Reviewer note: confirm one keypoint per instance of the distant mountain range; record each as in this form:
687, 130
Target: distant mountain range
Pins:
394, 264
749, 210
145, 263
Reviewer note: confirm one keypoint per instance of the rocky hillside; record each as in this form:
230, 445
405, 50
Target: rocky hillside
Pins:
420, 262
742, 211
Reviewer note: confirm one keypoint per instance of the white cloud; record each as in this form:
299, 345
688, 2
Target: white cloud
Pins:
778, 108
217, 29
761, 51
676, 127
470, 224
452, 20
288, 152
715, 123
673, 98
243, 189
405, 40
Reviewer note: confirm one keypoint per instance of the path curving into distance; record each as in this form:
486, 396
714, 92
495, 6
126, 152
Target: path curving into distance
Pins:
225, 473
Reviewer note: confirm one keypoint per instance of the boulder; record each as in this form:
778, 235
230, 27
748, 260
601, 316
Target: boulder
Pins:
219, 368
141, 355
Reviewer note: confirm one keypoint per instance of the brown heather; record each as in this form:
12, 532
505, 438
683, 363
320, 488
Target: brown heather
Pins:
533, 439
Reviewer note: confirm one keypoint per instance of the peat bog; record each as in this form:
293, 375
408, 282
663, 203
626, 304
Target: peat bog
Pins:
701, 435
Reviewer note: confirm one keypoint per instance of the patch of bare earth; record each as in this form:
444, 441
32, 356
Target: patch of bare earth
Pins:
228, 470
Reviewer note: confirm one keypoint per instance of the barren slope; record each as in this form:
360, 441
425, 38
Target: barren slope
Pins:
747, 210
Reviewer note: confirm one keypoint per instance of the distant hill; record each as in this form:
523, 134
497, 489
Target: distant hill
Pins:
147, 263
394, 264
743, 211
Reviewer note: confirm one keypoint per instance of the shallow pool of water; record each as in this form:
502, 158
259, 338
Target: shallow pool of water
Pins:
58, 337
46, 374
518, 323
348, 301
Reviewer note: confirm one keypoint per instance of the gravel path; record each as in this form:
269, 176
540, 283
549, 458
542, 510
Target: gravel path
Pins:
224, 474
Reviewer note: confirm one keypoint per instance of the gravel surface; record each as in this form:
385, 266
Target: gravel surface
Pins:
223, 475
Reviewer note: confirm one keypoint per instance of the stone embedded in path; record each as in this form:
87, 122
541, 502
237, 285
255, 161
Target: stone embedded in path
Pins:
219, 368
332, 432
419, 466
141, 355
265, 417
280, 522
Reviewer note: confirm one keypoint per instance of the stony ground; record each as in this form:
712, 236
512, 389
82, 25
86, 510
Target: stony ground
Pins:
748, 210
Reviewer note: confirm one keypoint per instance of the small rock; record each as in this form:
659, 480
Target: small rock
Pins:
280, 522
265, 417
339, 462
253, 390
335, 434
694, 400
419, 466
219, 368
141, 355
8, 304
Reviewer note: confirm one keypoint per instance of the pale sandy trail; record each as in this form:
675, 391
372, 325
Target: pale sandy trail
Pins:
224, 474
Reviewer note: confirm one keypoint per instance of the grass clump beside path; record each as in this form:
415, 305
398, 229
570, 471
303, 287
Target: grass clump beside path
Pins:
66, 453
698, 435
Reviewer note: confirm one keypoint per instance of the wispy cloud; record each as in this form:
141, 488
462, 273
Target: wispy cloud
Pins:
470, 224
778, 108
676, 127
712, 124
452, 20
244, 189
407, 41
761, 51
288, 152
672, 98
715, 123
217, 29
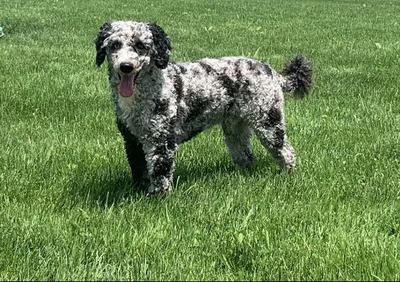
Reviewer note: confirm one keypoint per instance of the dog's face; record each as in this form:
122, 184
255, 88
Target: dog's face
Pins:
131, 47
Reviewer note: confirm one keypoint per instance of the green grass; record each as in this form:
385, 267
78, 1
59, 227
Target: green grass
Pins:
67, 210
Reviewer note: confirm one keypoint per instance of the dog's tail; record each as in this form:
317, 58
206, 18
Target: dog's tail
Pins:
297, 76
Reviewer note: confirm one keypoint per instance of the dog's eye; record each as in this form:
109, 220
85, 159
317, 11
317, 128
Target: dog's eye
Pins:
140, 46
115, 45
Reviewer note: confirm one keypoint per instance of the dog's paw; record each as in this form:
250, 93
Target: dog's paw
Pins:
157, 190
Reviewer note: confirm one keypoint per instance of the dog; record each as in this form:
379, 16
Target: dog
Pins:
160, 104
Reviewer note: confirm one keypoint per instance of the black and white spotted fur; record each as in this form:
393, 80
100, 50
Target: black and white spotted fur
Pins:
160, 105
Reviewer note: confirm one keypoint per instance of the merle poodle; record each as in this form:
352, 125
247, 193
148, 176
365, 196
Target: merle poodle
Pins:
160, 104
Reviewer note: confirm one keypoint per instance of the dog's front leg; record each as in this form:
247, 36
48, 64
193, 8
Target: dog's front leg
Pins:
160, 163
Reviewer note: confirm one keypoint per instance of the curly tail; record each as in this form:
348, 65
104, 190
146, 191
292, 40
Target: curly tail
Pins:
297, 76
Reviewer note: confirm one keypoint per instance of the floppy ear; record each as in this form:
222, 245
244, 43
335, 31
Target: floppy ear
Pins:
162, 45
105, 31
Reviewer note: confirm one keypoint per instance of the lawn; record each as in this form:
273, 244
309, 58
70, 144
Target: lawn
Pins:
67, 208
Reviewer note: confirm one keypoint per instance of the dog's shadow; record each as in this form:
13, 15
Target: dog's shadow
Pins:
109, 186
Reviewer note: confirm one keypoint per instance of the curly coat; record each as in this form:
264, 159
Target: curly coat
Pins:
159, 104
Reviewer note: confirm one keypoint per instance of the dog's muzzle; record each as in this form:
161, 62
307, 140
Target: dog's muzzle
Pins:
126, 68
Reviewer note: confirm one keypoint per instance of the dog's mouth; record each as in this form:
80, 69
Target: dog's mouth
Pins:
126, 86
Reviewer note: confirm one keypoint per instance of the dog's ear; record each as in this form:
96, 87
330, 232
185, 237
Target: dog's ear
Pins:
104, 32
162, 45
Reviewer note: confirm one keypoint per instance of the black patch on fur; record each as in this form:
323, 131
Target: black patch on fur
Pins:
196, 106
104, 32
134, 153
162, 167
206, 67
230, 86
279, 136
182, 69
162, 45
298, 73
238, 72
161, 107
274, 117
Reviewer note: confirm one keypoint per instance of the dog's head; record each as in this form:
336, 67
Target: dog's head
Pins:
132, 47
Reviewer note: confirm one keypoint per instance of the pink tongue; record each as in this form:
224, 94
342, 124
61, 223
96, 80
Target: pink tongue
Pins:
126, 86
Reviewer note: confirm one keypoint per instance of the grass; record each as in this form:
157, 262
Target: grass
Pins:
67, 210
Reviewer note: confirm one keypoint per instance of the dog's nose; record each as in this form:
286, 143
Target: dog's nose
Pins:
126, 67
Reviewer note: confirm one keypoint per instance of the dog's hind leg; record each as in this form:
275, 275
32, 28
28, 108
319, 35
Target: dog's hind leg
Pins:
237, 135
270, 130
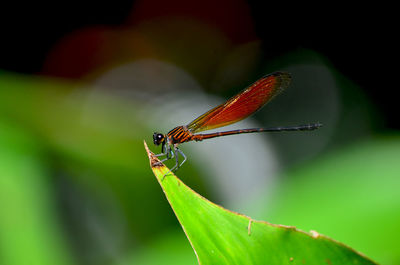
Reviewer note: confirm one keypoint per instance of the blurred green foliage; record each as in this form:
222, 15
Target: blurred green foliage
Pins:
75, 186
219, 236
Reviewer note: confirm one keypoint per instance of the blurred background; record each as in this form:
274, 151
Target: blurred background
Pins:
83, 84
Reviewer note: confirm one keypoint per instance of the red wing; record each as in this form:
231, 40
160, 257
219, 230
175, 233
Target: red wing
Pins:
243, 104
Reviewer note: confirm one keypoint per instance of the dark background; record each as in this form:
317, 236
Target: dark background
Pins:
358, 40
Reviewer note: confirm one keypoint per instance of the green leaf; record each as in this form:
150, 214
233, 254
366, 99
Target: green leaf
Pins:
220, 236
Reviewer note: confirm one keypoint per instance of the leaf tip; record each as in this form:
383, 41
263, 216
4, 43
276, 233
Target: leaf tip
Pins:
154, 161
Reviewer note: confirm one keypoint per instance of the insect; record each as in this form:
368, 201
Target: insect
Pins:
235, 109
-----
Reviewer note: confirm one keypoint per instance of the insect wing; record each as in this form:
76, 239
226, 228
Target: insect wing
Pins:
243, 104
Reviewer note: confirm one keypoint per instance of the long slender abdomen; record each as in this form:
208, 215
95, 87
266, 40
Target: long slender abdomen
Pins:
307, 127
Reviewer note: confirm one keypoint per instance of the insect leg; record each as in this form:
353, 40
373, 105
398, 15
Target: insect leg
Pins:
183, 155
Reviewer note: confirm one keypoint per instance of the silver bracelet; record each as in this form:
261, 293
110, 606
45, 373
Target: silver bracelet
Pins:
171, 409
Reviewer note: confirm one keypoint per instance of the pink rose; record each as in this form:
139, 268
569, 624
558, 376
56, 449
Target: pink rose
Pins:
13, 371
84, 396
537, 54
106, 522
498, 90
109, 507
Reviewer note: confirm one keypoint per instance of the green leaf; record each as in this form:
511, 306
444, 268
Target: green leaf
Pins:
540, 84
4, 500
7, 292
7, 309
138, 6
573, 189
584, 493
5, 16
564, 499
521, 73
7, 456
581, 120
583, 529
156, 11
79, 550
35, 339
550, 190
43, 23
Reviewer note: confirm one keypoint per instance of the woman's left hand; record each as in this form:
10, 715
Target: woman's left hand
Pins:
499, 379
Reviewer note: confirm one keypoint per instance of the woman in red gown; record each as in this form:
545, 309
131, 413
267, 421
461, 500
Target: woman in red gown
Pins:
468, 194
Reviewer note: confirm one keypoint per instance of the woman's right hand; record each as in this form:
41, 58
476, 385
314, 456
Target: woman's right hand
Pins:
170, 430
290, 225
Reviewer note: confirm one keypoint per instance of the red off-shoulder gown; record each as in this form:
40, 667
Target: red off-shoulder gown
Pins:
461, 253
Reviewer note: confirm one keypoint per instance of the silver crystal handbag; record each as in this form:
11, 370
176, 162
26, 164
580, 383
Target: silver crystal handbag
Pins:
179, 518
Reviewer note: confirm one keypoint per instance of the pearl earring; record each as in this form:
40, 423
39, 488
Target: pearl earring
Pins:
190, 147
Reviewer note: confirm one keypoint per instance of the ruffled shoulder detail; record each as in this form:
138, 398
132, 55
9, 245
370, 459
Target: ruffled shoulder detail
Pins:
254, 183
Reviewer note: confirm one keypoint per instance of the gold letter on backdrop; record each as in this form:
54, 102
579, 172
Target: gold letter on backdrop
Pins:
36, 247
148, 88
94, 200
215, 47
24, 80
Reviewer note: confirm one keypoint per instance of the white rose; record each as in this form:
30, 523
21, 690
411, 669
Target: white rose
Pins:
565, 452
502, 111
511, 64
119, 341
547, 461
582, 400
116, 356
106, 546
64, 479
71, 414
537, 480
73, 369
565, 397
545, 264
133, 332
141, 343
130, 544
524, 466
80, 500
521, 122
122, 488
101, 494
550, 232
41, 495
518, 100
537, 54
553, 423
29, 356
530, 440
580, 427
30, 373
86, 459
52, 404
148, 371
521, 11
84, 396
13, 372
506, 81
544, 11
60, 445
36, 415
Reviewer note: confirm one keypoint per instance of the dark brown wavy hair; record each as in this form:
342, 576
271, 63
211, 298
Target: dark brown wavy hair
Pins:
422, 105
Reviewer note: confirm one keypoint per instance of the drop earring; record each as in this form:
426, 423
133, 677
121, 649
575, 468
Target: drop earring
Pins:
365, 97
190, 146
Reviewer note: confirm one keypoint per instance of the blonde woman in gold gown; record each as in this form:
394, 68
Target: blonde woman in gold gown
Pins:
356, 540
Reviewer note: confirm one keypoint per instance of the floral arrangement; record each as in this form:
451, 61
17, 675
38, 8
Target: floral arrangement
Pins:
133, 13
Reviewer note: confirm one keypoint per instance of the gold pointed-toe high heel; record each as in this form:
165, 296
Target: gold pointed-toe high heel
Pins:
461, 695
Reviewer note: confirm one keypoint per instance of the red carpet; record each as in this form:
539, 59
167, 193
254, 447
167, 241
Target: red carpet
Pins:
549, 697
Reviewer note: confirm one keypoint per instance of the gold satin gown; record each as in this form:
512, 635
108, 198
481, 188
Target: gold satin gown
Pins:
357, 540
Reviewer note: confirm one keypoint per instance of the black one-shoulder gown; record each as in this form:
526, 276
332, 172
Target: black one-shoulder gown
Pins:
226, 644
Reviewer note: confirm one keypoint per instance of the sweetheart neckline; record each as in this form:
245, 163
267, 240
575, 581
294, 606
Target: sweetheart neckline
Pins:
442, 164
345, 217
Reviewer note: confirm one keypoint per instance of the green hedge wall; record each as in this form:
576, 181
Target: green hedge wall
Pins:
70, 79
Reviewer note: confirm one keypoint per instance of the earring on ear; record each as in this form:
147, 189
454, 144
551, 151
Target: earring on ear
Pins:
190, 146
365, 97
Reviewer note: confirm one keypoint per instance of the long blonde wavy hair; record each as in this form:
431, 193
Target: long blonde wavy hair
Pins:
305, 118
-----
= Directive =
Which lines above contain the string "detail"? Copy each of them, treating uppercase and lowercase as different.

= Exercise response =
Reviewer note: confirm one keypoint per instance of the ruffled shoulder detail; record each as in this form:
Target: ruffled shoulder detail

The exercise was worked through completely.